# [Problem description]
Using the data below, show every line where the word "grassy" occurs.

# [Data extract]
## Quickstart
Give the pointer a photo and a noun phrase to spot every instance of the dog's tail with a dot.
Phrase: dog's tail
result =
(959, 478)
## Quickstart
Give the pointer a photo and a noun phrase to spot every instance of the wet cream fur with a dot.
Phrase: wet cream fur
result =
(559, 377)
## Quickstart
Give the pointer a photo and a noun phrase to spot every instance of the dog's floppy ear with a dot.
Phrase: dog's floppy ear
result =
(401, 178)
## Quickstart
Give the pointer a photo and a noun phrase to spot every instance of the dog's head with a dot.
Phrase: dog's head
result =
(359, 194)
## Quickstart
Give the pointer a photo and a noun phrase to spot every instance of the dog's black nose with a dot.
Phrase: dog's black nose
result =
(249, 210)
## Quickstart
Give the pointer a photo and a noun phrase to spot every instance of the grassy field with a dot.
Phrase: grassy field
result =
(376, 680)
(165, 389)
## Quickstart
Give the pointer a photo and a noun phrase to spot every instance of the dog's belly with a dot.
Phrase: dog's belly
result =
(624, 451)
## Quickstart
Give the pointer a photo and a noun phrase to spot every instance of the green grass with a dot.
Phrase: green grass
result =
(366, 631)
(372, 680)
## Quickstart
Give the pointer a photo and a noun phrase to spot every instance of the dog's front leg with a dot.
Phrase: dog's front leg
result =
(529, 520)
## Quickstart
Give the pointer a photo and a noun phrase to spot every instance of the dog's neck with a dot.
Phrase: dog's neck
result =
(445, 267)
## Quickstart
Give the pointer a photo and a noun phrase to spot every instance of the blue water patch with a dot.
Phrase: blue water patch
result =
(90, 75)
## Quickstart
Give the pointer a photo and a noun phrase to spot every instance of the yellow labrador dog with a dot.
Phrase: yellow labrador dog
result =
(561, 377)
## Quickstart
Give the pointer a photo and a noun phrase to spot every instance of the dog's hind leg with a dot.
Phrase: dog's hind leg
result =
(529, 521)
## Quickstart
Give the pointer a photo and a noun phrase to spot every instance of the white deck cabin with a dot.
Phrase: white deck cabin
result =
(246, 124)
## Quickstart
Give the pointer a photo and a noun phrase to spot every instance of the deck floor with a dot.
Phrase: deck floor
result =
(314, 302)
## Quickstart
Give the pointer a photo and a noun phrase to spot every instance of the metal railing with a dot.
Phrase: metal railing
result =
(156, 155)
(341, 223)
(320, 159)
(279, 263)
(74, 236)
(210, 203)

# [Response]
Give the pointer a photo and a noun phrase to spot every instance of the grassy field with a dot.
Phrase: grassy field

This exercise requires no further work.